Rewrite the listing from the line containing "Question. Indicate the grassy" through its end, putting "image" wherever "photo" appears and keeping everything else the same. Leave out the pictures.

# # # #

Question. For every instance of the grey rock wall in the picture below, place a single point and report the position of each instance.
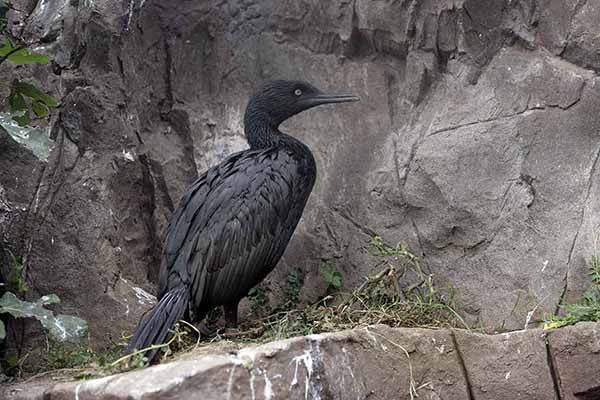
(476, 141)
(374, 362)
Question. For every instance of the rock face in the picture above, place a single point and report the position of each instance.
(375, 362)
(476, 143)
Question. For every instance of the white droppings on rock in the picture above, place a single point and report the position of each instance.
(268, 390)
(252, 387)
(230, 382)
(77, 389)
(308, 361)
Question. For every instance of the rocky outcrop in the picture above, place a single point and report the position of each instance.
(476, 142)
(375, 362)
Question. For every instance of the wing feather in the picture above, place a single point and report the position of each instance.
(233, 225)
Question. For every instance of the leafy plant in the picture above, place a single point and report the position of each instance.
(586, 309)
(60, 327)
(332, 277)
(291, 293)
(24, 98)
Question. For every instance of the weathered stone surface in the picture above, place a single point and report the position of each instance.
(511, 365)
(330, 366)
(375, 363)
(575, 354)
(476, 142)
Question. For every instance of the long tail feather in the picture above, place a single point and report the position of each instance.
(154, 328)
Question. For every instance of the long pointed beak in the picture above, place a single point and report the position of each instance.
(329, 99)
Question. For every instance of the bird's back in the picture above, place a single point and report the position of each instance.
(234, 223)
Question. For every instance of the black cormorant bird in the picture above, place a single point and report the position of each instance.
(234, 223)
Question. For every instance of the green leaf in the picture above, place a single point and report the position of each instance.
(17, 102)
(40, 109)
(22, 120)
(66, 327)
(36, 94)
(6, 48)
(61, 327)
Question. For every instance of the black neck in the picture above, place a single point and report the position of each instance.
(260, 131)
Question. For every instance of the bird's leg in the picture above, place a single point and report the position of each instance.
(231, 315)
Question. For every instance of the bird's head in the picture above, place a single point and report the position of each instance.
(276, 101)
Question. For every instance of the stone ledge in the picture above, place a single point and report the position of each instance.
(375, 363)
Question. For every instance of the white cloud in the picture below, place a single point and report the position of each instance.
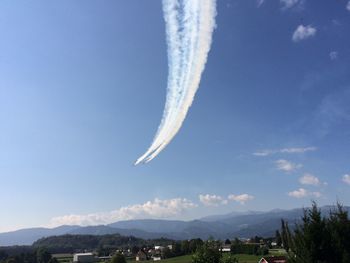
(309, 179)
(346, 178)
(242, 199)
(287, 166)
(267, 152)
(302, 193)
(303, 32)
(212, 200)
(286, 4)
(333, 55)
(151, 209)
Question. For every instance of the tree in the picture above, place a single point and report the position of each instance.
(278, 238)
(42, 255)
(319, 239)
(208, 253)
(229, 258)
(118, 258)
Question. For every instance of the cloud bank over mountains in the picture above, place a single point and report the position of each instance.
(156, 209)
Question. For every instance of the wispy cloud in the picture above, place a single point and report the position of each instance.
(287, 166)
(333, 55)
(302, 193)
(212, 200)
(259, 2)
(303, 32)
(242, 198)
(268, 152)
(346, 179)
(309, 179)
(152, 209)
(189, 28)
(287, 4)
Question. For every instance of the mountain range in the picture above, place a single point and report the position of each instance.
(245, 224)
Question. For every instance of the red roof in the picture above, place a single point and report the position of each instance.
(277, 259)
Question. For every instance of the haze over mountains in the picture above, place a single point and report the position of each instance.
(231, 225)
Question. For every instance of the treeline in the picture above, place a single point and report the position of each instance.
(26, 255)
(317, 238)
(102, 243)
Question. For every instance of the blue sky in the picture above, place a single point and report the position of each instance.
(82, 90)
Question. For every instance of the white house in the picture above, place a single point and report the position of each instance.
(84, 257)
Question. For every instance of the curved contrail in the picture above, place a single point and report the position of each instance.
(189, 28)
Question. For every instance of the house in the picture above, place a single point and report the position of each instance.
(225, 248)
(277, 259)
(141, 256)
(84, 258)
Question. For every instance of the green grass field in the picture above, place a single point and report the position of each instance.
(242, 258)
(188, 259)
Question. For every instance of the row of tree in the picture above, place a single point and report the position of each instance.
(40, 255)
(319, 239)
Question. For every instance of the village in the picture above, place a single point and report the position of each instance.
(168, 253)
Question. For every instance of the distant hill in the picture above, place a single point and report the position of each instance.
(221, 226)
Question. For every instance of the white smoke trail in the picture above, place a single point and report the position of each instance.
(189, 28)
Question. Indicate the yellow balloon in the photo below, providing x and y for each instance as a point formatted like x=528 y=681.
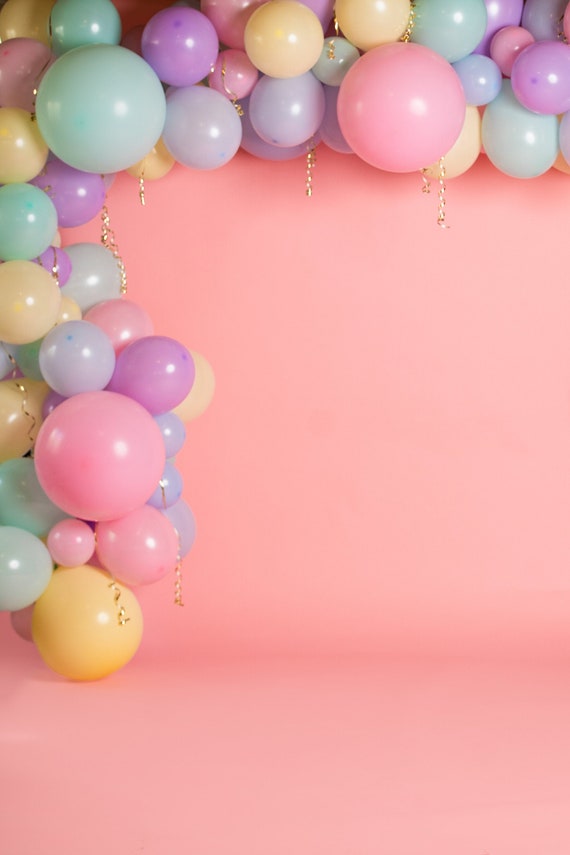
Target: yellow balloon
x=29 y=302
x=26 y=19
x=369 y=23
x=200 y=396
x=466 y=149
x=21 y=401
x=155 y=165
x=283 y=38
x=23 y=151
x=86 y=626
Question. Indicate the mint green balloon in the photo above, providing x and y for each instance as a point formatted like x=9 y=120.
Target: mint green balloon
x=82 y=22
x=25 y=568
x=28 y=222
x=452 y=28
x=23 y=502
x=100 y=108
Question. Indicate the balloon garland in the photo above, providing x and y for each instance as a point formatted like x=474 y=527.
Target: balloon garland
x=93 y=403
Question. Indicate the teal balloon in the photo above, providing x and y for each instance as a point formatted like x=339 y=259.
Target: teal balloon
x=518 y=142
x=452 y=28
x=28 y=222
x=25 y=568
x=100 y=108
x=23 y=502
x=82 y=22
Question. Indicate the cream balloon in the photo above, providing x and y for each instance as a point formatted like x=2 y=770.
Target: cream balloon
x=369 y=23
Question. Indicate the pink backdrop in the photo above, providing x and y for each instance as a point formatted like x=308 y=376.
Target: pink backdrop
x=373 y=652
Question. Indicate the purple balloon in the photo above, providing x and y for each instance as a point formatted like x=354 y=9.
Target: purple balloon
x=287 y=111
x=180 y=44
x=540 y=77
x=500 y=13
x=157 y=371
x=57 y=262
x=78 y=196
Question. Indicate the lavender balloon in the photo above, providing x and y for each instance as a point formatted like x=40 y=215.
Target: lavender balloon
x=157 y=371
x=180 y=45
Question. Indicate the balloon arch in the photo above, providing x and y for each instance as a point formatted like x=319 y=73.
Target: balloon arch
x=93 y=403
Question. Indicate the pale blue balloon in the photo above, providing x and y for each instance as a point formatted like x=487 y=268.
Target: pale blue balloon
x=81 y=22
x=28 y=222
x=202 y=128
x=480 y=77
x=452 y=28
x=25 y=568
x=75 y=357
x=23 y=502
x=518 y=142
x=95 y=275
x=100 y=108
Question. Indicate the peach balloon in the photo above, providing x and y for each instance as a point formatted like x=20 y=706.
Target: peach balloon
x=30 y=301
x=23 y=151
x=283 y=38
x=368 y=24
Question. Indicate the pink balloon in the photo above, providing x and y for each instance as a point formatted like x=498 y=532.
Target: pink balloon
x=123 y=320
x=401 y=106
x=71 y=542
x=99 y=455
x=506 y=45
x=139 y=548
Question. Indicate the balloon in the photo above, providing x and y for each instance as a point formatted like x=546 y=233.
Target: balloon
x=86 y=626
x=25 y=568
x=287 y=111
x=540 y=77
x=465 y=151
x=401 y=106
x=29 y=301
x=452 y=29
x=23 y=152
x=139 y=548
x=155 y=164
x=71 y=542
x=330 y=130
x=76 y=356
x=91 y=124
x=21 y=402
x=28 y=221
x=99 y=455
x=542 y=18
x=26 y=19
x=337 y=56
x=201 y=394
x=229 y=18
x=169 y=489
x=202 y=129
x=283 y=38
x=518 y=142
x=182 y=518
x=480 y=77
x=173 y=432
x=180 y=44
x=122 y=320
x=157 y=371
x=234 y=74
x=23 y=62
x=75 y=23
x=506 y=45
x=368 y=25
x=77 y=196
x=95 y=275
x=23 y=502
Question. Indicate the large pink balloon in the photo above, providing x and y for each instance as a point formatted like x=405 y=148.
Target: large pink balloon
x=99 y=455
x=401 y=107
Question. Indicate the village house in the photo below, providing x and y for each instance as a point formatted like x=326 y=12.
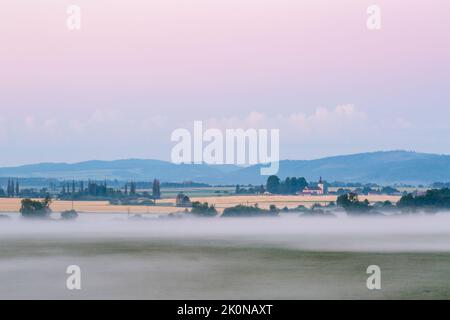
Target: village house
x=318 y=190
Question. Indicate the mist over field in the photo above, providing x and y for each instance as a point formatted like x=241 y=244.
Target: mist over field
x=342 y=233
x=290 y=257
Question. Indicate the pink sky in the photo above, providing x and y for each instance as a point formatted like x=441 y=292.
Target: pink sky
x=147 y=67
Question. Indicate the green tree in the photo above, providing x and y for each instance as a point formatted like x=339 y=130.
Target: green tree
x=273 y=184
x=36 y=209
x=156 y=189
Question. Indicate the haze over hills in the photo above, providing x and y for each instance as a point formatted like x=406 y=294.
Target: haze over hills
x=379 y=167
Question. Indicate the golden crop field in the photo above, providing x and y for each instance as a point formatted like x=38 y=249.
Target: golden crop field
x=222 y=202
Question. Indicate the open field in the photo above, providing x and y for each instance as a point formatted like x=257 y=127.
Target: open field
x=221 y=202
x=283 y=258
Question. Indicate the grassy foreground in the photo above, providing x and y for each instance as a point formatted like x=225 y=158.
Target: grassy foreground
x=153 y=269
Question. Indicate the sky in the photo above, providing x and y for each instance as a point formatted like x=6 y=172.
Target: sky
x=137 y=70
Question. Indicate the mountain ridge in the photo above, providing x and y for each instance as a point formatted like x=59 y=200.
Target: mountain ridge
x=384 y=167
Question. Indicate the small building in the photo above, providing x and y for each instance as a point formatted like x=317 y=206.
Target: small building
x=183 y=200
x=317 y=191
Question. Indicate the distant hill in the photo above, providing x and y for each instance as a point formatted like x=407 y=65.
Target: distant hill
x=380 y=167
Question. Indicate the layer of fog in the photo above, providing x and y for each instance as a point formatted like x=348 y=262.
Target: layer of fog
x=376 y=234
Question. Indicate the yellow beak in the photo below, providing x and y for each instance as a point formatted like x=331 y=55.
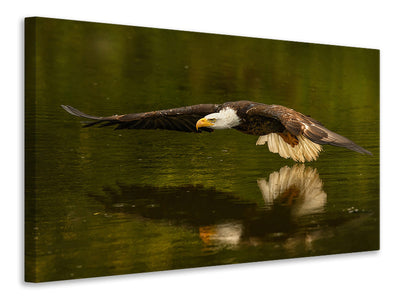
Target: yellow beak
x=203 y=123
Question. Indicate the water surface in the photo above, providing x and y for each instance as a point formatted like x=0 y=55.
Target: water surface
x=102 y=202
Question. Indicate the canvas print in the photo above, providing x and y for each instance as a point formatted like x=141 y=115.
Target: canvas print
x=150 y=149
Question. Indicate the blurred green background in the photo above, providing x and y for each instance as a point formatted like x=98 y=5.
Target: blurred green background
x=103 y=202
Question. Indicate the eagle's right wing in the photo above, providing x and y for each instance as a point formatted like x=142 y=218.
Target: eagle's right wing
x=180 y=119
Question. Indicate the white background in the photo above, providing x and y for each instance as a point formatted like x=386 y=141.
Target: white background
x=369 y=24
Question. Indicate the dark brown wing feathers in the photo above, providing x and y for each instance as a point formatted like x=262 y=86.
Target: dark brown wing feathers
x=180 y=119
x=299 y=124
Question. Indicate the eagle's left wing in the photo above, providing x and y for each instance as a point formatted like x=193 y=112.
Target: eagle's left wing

# # # #

Worked answer |
Question. Indicate the grassy foreground in the image above, providing x and y for each instance as a point formatted like x=225 y=158.
Target: grassy foreground
x=153 y=269
Question. Indicate the sky in the image above, providing x and y for each instance as a point formatted like x=6 y=172.
Target: sky
x=137 y=70
Question. Indicate the mountain ridge in the image above, providing x and y for each instance as a point formatted like x=59 y=200.
Target: mountain ridge
x=384 y=167
Question. Indicate the small building in the image above, providing x and y for each instance as a point formatted like x=317 y=206.
Target: small building
x=183 y=200
x=317 y=191
Question. Indicate the distant hill in the image above, providing x and y for each instance as a point formatted like x=407 y=65.
Target: distant hill
x=380 y=167
Question. Indicate the layer of fog in the image above, providing x and y for each instance as a point formatted like x=348 y=262.
Target: layer of fog
x=376 y=234
Question. Indicate the yellow beak in the image below, providing x and y for each instance as a point formatted like x=331 y=55.
Target: yellow beak
x=203 y=123
Question. Indicate the water surface in the image above, providing x and y for each instance as a point formatted like x=0 y=55.
Target: water surface
x=102 y=202
Question. Indicate the canvas print in the image above, providing x and y for each instance as a point formatted like x=141 y=115.
Target: canvas print
x=150 y=149
Question. Indicate the blurred green background in the image above, providing x and y for each instance as a point formatted like x=98 y=5.
Target: blurred green background
x=103 y=202
Question. Indicate the eagle's right wing in the image above, providing x and y for each instance as a point formatted like x=142 y=218.
Target: eagle's right wing
x=180 y=119
Question. Indicate the white background in the image above, providing x and y for each instance as a point formatted like x=386 y=141.
Target: white background
x=369 y=24
Question. Indicate the dark brown wing feathers in the image above, providing x and y for each instance as a point formatted like x=262 y=86.
Target: dark brown wing feathers
x=180 y=119
x=299 y=124
Question. Indicate the eagle's left wing in the image above, providing x and y for each instance as a point formatted like x=193 y=112.
Target: eagle's left wing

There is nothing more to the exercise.